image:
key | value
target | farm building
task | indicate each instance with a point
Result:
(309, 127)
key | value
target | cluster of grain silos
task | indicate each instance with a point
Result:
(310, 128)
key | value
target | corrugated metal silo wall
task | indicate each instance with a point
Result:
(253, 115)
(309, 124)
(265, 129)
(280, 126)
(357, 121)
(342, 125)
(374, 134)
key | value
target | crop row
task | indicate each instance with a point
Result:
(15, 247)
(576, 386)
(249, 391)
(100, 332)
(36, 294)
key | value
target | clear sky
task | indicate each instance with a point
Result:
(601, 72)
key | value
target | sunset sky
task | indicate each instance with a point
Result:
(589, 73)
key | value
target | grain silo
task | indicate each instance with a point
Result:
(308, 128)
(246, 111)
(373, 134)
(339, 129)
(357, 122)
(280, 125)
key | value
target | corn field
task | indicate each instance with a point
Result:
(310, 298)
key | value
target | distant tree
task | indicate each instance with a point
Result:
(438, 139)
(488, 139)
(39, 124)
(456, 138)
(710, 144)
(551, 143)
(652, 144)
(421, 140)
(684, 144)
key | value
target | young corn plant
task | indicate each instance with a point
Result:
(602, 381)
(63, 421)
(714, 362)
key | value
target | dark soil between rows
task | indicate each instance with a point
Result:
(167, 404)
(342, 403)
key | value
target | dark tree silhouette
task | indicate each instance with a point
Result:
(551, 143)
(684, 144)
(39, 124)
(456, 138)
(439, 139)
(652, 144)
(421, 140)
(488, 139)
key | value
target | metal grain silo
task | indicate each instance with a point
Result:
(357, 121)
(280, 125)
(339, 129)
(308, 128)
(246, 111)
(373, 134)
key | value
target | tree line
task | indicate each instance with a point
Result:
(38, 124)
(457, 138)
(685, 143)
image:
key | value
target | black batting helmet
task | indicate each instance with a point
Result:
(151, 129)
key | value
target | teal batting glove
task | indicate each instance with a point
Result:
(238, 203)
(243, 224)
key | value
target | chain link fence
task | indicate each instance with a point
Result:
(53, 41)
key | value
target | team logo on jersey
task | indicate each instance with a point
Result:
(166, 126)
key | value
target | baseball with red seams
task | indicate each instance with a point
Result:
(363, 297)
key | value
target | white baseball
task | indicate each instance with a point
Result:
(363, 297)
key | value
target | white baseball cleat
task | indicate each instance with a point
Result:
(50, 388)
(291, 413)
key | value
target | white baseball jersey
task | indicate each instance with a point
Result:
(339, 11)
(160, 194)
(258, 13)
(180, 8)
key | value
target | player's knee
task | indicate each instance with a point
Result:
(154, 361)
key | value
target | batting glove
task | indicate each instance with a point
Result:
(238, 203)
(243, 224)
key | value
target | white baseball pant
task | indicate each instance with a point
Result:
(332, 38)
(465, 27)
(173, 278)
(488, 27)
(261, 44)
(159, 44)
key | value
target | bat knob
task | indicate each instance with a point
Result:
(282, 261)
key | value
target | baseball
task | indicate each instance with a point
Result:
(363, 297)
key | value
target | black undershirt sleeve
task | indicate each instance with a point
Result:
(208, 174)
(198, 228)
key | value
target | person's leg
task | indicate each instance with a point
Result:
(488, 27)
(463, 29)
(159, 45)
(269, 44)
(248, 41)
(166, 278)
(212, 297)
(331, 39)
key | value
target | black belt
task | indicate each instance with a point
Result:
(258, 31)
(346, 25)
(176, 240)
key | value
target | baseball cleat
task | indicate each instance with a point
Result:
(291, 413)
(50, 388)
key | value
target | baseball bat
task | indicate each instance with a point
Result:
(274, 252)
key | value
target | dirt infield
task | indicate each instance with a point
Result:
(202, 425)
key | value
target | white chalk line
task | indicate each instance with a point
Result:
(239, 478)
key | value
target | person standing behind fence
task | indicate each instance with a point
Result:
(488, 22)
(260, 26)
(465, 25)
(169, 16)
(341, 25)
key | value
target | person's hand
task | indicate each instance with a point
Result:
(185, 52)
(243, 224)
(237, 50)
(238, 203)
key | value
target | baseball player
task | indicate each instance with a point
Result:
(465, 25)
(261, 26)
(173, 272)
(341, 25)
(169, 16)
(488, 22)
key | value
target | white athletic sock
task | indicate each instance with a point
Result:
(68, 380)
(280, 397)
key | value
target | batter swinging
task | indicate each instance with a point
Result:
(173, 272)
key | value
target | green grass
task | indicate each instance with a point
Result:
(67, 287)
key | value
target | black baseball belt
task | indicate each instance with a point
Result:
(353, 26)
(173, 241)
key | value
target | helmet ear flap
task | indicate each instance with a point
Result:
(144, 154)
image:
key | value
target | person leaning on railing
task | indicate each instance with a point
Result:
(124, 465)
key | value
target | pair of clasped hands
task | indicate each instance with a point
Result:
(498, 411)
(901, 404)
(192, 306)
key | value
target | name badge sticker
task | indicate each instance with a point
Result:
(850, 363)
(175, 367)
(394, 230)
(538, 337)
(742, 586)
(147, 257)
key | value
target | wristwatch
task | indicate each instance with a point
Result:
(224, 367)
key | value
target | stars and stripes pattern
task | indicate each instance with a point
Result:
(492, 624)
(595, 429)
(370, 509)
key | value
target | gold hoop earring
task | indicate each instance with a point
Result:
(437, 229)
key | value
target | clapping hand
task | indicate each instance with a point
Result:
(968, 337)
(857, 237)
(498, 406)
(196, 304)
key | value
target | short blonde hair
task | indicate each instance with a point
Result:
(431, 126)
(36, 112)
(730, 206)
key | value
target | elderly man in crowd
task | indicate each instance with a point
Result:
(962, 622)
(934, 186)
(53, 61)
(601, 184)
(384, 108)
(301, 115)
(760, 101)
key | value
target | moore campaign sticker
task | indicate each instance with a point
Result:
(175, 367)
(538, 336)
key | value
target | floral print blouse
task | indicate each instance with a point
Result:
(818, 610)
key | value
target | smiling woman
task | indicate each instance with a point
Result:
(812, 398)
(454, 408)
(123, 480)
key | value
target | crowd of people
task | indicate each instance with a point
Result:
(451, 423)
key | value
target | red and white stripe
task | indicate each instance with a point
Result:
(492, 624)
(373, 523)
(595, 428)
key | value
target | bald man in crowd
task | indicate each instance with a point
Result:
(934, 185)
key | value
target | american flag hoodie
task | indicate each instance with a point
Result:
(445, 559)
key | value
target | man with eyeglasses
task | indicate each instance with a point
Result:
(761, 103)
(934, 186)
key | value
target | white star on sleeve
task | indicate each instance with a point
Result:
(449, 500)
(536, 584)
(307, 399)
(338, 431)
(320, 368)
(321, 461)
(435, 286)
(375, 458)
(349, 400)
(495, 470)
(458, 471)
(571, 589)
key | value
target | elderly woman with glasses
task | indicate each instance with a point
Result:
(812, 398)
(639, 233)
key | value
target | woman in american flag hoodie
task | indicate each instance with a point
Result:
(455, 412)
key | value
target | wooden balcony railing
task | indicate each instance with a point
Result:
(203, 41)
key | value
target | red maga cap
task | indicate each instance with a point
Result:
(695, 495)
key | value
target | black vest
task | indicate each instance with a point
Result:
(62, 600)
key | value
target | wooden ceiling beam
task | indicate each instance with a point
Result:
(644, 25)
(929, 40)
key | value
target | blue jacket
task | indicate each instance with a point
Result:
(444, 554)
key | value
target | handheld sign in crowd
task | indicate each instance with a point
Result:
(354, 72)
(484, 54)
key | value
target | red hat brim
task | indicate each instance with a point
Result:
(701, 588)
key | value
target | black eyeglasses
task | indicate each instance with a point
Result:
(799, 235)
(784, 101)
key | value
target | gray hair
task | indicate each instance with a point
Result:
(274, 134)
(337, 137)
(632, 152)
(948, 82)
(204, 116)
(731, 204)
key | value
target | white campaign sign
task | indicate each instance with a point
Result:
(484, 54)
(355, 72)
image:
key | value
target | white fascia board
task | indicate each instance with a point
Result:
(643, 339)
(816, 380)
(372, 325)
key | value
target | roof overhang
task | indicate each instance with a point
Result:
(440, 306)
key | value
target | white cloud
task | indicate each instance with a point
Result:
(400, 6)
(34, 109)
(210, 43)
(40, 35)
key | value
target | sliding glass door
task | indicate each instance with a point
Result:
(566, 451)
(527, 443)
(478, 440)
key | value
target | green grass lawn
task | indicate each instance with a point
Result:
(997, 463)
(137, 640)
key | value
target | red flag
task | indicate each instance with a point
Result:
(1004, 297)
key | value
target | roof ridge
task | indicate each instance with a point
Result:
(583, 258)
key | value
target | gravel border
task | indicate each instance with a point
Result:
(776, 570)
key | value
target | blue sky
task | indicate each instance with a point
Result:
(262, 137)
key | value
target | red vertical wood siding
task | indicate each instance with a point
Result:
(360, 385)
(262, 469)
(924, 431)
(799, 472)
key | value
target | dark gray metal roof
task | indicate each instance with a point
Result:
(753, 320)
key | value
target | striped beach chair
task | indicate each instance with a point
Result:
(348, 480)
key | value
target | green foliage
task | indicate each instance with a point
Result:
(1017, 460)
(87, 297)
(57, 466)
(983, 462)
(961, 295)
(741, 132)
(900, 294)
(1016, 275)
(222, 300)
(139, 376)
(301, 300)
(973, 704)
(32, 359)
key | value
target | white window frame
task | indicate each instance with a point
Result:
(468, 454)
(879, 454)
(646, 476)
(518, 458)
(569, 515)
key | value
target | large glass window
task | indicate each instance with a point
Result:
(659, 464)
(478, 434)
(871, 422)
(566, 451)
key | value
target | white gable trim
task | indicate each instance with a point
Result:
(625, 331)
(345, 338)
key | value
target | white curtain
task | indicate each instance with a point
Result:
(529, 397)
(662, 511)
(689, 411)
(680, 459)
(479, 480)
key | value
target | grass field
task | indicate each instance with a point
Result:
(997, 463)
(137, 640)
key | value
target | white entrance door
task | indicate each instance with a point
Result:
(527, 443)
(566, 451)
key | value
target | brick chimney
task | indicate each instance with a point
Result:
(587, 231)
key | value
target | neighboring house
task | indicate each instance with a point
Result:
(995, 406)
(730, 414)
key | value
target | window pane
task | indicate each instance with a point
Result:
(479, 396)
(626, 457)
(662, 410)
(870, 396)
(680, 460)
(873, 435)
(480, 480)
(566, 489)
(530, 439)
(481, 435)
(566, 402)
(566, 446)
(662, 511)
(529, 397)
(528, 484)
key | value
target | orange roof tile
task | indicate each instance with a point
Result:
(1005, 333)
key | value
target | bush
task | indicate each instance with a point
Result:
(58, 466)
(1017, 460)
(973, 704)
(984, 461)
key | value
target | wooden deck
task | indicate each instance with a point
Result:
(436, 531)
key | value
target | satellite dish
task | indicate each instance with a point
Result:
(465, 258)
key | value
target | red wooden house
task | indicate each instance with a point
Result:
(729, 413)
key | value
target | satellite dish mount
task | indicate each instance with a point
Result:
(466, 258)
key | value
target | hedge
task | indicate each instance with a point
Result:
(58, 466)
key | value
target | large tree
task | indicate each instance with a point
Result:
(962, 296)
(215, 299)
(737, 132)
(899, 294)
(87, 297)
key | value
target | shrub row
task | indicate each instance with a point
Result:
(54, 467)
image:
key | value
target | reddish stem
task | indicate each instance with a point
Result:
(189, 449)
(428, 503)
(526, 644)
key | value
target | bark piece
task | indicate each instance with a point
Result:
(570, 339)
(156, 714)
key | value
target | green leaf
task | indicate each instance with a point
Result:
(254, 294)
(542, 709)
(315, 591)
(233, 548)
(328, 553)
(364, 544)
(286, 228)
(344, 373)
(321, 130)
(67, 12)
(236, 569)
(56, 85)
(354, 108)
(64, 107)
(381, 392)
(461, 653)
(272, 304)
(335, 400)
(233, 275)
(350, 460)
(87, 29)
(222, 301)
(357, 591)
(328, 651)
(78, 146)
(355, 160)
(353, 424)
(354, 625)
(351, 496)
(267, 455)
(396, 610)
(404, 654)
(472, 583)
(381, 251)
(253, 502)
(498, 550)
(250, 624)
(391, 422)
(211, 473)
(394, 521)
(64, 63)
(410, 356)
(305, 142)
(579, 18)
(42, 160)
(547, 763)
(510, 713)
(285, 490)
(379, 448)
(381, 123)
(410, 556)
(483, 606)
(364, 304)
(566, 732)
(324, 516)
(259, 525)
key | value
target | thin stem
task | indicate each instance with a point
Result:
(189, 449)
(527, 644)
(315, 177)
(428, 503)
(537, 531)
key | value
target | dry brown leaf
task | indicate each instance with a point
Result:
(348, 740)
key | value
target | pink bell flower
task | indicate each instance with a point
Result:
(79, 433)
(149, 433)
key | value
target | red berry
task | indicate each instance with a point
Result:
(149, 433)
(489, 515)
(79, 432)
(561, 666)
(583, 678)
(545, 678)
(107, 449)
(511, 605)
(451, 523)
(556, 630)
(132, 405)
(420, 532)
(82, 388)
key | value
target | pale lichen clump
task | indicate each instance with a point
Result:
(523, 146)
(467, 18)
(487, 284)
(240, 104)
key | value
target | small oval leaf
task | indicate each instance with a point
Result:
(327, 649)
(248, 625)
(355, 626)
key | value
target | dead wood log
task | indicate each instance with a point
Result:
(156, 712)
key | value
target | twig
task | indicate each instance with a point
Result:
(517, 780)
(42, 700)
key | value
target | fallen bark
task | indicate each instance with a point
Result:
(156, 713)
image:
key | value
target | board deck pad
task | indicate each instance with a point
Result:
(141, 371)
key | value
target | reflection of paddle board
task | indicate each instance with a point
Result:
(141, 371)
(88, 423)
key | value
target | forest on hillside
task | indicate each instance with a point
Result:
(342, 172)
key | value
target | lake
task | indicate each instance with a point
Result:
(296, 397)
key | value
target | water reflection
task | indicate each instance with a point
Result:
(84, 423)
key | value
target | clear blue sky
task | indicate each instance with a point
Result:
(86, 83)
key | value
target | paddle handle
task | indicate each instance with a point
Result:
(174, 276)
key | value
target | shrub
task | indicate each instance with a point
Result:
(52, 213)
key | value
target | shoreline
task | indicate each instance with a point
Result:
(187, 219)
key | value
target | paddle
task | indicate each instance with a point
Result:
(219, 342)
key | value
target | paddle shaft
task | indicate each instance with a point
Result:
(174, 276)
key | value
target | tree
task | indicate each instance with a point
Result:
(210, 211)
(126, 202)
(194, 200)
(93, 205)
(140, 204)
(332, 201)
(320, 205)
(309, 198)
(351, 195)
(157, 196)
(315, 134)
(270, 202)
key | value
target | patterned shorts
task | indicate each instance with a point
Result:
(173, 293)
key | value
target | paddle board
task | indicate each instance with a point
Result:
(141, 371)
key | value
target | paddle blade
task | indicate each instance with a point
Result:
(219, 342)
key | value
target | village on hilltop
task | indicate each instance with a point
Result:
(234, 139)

> _Task to complete_: Only the lines holding the string "baseball" are needed; copy each of them from the material above.

> _Exercise response_:
target | baseball with red seams
target | white baseball
target | white baseball cleat
target | white baseball jersey
target | white baseball pant
target | baseball
target | baseball cleat
target | baseball bat
target | baseball player
target | black baseball belt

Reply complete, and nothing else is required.